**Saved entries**

══════════

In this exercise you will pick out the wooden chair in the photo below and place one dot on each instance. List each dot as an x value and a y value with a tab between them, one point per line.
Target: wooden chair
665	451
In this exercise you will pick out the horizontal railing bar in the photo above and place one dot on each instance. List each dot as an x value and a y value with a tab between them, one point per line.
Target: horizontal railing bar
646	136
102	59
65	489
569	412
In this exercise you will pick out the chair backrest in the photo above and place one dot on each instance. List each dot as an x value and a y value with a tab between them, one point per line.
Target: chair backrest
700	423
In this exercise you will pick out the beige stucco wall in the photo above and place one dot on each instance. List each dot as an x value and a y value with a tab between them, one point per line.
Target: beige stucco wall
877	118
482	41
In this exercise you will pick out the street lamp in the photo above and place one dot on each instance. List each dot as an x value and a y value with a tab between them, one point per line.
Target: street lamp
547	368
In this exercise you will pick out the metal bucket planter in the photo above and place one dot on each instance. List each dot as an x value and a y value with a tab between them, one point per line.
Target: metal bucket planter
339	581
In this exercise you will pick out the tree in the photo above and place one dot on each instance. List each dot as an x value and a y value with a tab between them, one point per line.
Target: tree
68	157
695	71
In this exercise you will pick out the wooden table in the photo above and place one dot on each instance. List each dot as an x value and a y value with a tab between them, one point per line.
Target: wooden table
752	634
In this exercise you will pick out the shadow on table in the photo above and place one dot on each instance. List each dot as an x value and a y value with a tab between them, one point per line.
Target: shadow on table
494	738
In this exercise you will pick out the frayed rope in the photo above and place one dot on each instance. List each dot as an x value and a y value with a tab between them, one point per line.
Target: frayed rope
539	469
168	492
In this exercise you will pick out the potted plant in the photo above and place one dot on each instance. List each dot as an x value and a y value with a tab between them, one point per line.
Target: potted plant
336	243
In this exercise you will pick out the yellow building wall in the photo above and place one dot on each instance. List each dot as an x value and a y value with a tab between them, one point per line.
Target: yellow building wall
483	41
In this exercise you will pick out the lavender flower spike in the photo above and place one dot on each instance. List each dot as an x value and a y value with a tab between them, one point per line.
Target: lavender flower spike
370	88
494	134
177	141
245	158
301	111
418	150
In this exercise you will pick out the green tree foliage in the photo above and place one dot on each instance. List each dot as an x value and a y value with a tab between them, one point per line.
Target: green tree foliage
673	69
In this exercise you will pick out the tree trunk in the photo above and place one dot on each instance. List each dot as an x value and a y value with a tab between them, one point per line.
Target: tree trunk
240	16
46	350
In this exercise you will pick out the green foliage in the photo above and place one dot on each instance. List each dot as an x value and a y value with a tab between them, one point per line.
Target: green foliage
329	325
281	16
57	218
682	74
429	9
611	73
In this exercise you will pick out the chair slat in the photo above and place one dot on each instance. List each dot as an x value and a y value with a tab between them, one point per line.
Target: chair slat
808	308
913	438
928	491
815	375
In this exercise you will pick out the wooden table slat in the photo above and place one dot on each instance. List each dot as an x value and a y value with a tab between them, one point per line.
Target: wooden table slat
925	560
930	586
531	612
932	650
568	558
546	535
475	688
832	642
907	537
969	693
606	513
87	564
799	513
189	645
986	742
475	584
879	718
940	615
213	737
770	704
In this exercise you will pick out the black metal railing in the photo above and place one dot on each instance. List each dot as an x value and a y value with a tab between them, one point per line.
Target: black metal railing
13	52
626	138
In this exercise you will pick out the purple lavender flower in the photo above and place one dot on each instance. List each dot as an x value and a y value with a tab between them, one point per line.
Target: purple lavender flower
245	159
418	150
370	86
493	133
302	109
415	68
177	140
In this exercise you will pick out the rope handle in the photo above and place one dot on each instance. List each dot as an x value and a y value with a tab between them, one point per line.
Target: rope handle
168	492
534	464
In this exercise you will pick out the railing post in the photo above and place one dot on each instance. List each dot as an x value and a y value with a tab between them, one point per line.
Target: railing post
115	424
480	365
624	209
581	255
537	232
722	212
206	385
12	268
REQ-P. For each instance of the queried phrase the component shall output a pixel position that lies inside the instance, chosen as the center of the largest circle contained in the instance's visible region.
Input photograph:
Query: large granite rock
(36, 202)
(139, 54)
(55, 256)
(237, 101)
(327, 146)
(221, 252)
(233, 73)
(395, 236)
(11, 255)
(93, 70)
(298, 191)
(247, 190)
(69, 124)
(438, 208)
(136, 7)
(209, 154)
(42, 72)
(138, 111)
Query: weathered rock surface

══════════

**WHAT YOU SHOULD DO**
Every record, restated word for word, should make up your reply.

**RESPONSE FOR THIS EXERCISE**
In this exercise you will pick out the wooden chair in the photo below and place one dot on each instance. List each dot as an x value and a y value with a tab between them, one point per line.
Target: wooden chair
665	451
In this exercise you will pick out the horizontal railing bar in the photo above and place one dot on each instance. List each dot as an x value and a y value with a tab between them, one point per line.
Target: horizontal railing bar
646	136
102	59
65	489
569	412
In this exercise you will pick out the chair backrest in the photo above and place one dot on each instance. List each dot as an x value and a y value with a tab between them, one point per line.
Target: chair backrest
700	423
In this exercise you will pick out the beige stucco wall in the photo above and place one dot on each instance. List each dot as an x value and a y value with a tab between them, one point per line.
Target: beige stucco wall
877	118
482	41
In this exercise you will pick out the street lamp in the photo above and place one dot on each instance. List each dot as an x value and a y value with a tab between them, one point per line.
Target: street lamp
547	368
In this exercise you will pick out the metal bucket planter in the photo above and place one dot on each instance. List each dot as an x value and a y value with a tab between them, one point per line.
Target: metal bucket planter
339	581
In this exercise you will pick out the tree in the photo above and place one dot on each instance. List each dot as an x value and a y value with a tab between them, one point per line.
Target: tree
68	157
695	71
In this exercise you will pick out the wooden table in the photo above and place one dot on each instance. List each dot as an x value and a y value with a tab between them, one point per line.
Target: wooden table
752	634
In this exercise you will pick out the shadow on table in the photo above and place one dot on each instance. List each dot as an x value and a y value with a tab between them, one point per line.
Target: shadow on table
494	738
In this exercise you will pick out the frayed rope in the photo above and place one dot on each instance. List each dot as an x value and a y value with a tab between them, one point per line.
Target: frayed rope
539	469
168	492
In this exercise you will pick out the potted plant in the photo above and place one dot on each instance. List each dot as an x value and a y value with a tab between them, one point per line.
Target: potted plant
336	243
In this exercise you will pick out the yellow building wall in the photo above and place one dot on each instance. List each dot as an x value and a y value with a tab between them, one point per line.
Target: yellow building wall
483	41
In this exercise you will pick out the lavender flower spike in the photo above and place one dot on each instance. List each dot as an x value and a y value with a tab between them, one point per line.
Target: lavender flower spike
370	88
494	134
177	141
245	158
301	111
418	150
In this exercise you will pick out the green tree foliage in the photo above and place one dot on each instance. List each dot as an x value and a y value with a tab between them, one point per line.
Target: green tree foliage
673	69
In this exercise you will pick out the tree trunk in the photo above and place one dot on each instance. List each dot as an x value and a y value with a tab between them, one point per line.
Target: tree trunk
240	16
46	350
In this exercise you will pick out the green foliage in the photo above and place one dot on each instance. List each dot as an x value and a y value with a tab between them, one point per line.
Target: green foliage
329	325
281	16
57	218
682	74
429	9
611	73
In this exercise you will pick out the chair slat in the photo above and place one dot on each instance. List each dot as an x value and a y value with a tab between them, one point per line.
Target: chair slat
808	308
913	438
928	491
815	375
In this exercise you will pick out the wooden table slat in the photo above and place one dot on each instance. List each dot as an x value and a y value with a tab between them, one point per line.
Target: wooden table slat
925	560
930	586
531	612
932	650
568	558
546	535
475	688
832	642
907	537
969	693
606	513
87	564
799	513
189	645
986	742
475	584
879	718
940	615
213	737
770	704
In this exercise you will pick out the black metal railing in the photo above and place one dot on each instance. List each dot as an x value and a y value with a tab between them, one point per line.
Target: black metal railing
13	52
626	138
In this exercise you will pick out the purple lavender flower in the photo above and place one dot on each instance. List each dot as an x value and a y value with a tab between them, one point per line.
Target: purple lavender flower
245	159
418	150
370	86
493	133
302	109
415	68
177	140
In this exercise you will pick out the rope handle in the photo above and place one dot on each instance. List each dot as an x value and a y value with a tab between them, one point per line.
Target: rope handle
168	492
534	464
In this exercise you will pick out the railing post in the photo above and place one dot on each instance. List each dot as an x value and a y value with a tab between them, one point per line.
Target: railing post
115	424
480	365
624	209
581	255
537	232
722	212
206	385
12	268
REQ-P. For each instance of the queried phrase the component shall output a pixel position that lies inside the instance, chosen as the center of the largest circle contained in the instance's visible region.
Input photograph:
Query: large granite rock
(36, 202)
(139, 54)
(55, 256)
(237, 101)
(327, 146)
(221, 252)
(233, 73)
(395, 236)
(11, 255)
(93, 70)
(298, 191)
(247, 190)
(69, 124)
(438, 208)
(136, 7)
(209, 154)
(42, 72)
(138, 111)
Query: weathered rock surface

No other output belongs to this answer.